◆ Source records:
#####
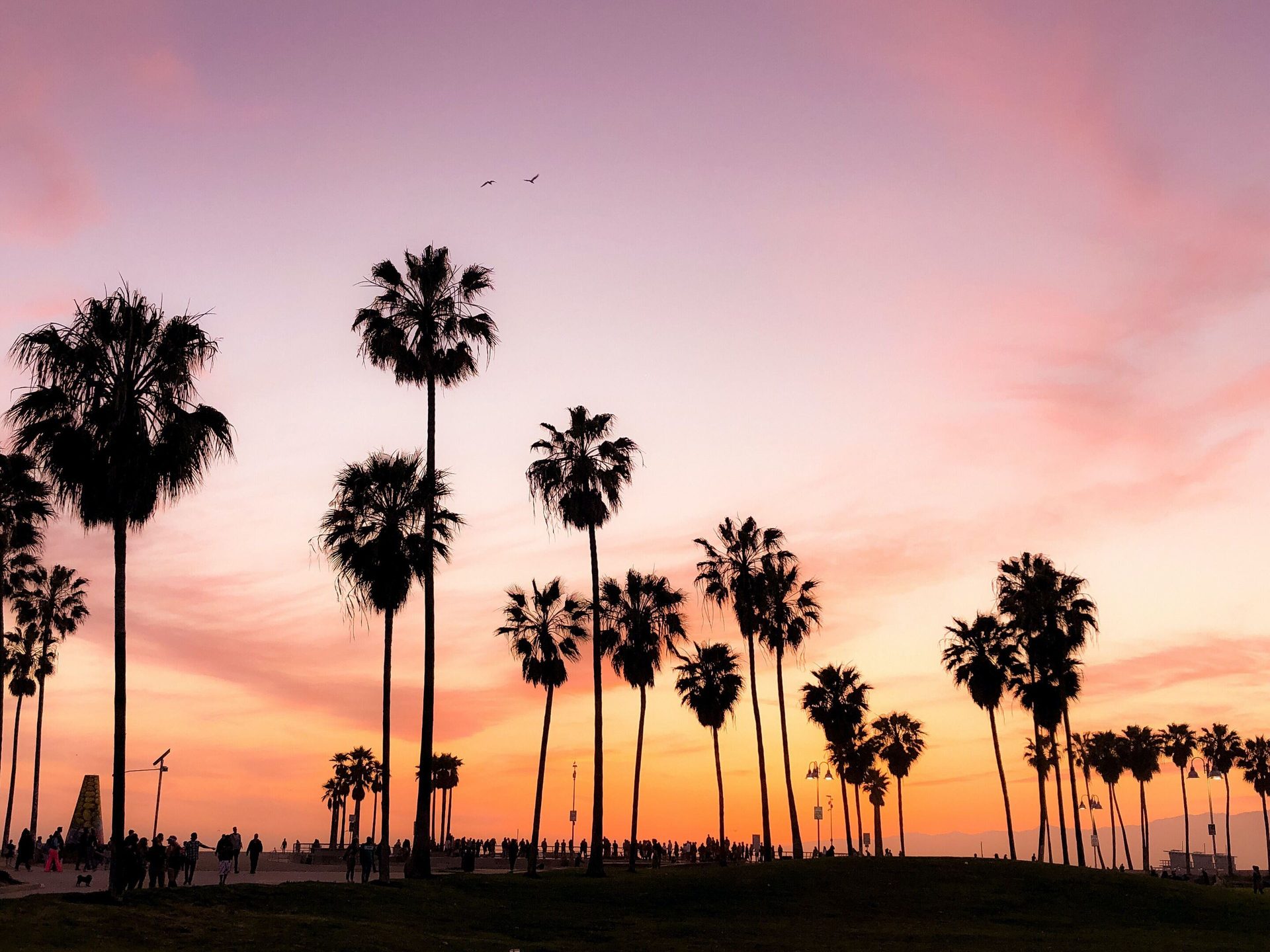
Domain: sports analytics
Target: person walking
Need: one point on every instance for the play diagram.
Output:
(253, 851)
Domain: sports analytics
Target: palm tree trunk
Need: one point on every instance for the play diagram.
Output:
(762, 761)
(538, 795)
(421, 859)
(785, 749)
(900, 801)
(1058, 796)
(13, 772)
(385, 856)
(846, 811)
(34, 778)
(878, 850)
(1076, 799)
(639, 760)
(1146, 828)
(1230, 859)
(723, 852)
(1181, 775)
(596, 865)
(1124, 833)
(860, 828)
(118, 822)
(1040, 790)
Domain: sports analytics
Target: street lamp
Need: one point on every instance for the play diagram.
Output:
(813, 774)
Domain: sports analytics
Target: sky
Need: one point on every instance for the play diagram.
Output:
(922, 285)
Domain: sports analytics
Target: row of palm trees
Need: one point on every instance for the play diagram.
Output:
(48, 606)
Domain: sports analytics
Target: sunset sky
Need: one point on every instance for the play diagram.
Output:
(923, 285)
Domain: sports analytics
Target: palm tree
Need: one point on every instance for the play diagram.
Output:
(1222, 748)
(1108, 758)
(984, 658)
(732, 573)
(837, 702)
(1255, 762)
(544, 630)
(24, 510)
(902, 740)
(27, 664)
(1052, 616)
(54, 604)
(643, 621)
(374, 537)
(1142, 752)
(579, 479)
(709, 684)
(1180, 746)
(427, 328)
(875, 785)
(789, 614)
(112, 418)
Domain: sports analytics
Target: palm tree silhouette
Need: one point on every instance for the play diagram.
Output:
(374, 537)
(1050, 616)
(427, 328)
(1180, 746)
(902, 740)
(709, 684)
(1222, 748)
(642, 619)
(1142, 752)
(876, 785)
(984, 658)
(579, 479)
(54, 603)
(112, 419)
(28, 664)
(789, 614)
(24, 510)
(732, 573)
(1255, 762)
(836, 701)
(544, 630)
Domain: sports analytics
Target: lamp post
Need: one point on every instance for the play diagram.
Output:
(813, 774)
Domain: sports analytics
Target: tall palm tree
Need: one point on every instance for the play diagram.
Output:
(984, 658)
(579, 477)
(710, 687)
(1052, 616)
(1222, 748)
(1108, 758)
(429, 329)
(902, 740)
(26, 664)
(643, 622)
(112, 418)
(1180, 746)
(790, 612)
(544, 629)
(24, 510)
(374, 537)
(730, 573)
(1142, 752)
(1255, 762)
(54, 603)
(836, 699)
(876, 785)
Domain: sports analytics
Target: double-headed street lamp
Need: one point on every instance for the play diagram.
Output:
(813, 774)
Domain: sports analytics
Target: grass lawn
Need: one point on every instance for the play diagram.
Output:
(911, 904)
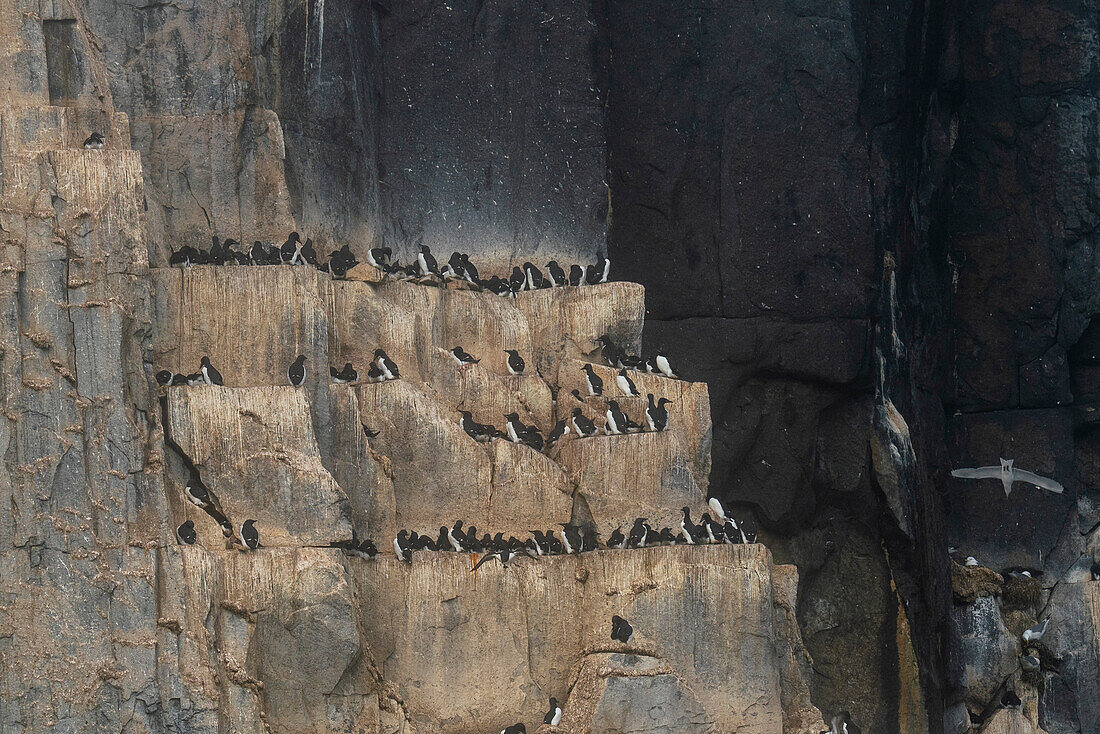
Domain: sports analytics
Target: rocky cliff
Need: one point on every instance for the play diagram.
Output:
(865, 233)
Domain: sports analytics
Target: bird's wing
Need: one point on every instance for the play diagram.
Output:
(979, 472)
(1032, 478)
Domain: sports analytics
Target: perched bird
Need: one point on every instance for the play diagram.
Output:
(688, 529)
(616, 419)
(639, 534)
(296, 373)
(657, 415)
(557, 278)
(462, 358)
(594, 383)
(1036, 632)
(625, 384)
(620, 630)
(250, 538)
(716, 507)
(402, 547)
(186, 533)
(197, 492)
(345, 375)
(210, 375)
(663, 367)
(1008, 477)
(553, 716)
(387, 367)
(426, 262)
(515, 362)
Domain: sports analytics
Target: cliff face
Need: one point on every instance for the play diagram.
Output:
(867, 228)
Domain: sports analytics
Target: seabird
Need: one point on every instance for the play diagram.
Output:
(402, 547)
(657, 415)
(616, 420)
(344, 375)
(620, 630)
(197, 492)
(638, 534)
(296, 373)
(427, 262)
(210, 375)
(378, 256)
(557, 274)
(664, 367)
(1036, 632)
(594, 383)
(1008, 475)
(625, 384)
(688, 528)
(186, 533)
(250, 538)
(553, 716)
(387, 367)
(515, 362)
(462, 358)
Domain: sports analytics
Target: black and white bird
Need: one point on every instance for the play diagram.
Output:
(462, 358)
(515, 362)
(688, 529)
(197, 493)
(249, 536)
(402, 547)
(553, 716)
(582, 424)
(426, 262)
(186, 533)
(1009, 475)
(593, 381)
(625, 384)
(616, 419)
(664, 367)
(620, 630)
(344, 375)
(557, 275)
(386, 365)
(210, 375)
(1036, 632)
(639, 534)
(296, 373)
(657, 415)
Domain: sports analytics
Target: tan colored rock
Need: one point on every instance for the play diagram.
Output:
(256, 452)
(634, 475)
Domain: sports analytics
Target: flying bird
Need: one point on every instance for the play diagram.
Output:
(1008, 477)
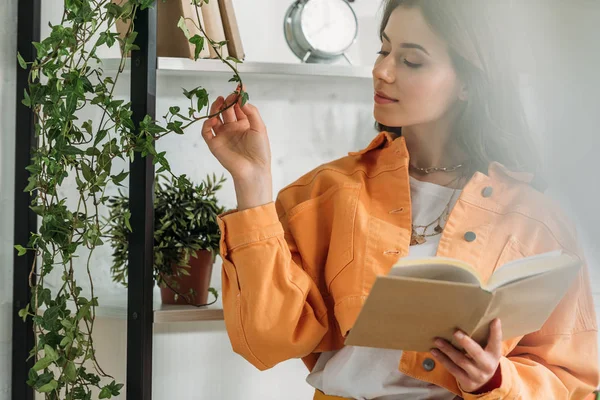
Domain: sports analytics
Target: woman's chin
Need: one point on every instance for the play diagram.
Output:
#####
◆ Task instructions:
For the records given here, say how many lines hold the string "lamp", with no further words.

◆ The completed task:
3